**RECORDS PROVIDED:**
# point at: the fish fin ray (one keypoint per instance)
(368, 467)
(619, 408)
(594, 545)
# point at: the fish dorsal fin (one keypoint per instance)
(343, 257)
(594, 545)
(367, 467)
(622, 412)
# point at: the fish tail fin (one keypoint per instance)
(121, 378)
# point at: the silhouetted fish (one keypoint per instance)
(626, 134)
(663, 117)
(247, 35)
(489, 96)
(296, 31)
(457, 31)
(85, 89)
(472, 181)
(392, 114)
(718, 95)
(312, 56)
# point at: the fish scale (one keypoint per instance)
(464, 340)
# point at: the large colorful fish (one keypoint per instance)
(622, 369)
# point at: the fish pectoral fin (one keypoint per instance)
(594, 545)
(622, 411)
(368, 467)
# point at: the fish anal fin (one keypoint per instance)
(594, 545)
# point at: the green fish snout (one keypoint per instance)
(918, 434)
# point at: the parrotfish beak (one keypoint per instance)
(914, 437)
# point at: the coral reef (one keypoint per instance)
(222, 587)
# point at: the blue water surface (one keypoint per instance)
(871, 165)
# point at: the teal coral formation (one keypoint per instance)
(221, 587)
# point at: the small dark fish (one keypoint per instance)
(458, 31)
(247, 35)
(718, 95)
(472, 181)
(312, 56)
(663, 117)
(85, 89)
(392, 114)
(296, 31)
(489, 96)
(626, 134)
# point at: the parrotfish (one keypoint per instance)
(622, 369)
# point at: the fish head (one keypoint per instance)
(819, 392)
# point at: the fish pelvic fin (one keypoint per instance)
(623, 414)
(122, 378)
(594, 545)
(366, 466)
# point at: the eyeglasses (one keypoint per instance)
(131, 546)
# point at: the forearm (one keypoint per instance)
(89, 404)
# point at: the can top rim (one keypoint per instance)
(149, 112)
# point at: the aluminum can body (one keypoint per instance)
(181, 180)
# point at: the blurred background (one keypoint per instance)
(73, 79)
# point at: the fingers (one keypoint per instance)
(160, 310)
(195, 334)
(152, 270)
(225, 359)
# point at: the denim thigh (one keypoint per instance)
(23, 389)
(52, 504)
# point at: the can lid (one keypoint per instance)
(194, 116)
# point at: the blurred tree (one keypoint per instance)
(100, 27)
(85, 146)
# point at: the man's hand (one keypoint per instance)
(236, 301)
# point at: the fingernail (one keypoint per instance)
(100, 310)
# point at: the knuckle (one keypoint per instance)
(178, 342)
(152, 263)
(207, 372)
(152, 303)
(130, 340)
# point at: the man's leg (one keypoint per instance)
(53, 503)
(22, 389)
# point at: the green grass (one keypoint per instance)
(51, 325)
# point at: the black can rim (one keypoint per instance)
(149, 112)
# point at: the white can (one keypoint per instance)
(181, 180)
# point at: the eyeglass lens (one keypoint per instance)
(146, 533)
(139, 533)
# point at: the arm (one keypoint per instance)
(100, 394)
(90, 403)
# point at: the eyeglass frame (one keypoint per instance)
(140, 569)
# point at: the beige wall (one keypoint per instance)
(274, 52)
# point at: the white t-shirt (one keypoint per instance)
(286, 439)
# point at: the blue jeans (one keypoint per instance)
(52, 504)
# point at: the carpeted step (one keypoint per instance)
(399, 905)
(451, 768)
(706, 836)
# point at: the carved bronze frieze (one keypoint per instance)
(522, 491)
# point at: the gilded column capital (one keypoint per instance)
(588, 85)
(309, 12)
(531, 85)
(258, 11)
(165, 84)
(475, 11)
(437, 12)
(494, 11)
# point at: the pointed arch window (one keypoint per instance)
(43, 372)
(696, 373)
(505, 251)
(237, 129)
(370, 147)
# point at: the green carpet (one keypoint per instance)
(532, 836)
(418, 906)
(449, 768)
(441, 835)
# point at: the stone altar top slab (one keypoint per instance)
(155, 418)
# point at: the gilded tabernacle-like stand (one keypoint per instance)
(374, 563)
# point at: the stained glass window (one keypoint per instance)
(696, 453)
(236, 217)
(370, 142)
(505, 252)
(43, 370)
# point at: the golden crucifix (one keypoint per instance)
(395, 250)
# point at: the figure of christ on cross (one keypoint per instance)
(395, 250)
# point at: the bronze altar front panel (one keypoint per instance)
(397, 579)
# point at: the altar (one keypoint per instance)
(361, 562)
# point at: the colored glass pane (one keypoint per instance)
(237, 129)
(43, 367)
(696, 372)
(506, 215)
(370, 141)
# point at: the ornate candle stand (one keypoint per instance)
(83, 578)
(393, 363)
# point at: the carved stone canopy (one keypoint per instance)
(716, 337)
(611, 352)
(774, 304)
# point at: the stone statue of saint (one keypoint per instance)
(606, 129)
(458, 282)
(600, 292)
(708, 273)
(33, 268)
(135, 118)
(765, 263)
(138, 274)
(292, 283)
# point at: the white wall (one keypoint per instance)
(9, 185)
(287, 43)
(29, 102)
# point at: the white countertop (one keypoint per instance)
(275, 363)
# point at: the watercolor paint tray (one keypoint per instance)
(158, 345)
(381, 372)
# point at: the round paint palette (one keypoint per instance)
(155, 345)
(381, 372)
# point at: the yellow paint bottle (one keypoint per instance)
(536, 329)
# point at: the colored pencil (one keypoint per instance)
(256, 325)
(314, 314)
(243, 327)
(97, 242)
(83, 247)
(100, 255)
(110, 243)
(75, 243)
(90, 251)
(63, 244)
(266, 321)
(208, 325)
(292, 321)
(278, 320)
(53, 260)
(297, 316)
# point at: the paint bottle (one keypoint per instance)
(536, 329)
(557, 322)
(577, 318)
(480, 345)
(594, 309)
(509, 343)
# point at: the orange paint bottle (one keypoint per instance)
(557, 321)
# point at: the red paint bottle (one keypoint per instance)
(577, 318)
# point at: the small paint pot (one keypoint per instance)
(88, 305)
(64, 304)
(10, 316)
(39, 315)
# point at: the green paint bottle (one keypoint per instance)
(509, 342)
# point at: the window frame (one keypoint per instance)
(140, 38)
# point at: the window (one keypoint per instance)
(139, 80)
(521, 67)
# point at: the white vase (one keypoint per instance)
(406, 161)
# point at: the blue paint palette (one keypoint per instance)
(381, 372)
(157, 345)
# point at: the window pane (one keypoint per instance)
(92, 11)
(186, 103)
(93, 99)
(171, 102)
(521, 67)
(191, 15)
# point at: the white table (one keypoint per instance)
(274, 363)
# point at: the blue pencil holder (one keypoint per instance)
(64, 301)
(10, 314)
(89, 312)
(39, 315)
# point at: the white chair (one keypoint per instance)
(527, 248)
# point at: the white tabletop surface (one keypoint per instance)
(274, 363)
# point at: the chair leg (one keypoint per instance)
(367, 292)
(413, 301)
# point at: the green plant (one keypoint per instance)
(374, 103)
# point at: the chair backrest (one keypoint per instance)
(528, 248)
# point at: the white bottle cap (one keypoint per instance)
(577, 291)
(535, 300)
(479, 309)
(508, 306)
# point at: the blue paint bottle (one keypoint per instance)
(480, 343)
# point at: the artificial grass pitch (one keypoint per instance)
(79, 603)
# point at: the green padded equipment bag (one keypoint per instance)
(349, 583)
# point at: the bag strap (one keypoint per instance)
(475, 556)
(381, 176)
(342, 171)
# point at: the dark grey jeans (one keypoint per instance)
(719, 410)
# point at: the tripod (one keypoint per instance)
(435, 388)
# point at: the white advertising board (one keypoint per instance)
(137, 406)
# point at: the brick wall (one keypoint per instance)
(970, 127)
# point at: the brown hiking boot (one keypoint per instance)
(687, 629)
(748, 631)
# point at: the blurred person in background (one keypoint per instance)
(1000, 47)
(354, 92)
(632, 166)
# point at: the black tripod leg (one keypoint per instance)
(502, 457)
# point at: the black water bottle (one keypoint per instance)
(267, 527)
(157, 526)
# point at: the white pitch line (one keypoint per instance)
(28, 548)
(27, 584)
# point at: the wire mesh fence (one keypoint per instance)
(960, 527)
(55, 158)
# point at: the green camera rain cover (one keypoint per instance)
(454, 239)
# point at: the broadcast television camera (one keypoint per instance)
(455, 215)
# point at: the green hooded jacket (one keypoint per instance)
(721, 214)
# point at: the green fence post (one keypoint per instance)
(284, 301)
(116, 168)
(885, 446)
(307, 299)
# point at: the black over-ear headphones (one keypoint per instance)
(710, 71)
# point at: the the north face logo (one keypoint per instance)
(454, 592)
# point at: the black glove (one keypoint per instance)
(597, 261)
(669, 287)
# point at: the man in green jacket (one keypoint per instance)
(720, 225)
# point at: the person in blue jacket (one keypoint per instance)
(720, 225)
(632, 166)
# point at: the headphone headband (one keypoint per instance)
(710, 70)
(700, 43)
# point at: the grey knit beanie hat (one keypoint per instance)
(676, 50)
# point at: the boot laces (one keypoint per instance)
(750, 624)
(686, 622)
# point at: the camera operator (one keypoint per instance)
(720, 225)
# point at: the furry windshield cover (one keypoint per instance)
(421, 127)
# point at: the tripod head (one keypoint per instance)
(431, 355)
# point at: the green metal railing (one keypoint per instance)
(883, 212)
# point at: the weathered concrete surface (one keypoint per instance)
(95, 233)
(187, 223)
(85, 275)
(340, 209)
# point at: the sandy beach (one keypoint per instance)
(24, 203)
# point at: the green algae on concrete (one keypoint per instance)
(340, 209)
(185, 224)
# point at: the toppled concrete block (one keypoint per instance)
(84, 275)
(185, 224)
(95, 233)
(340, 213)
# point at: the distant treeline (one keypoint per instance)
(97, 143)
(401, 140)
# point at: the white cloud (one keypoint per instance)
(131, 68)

**WORK ITEM:** From the line that holds "# point at: the distant" to the last line of the records above, print each line exactly. Add nothing else.

**SOLUTION TO THIS PROBLEM:**
# point at: the distant treeline (one keypoint per instance)
(97, 143)
(401, 140)
# point at: the white cloud (one keypoint per instance)
(131, 68)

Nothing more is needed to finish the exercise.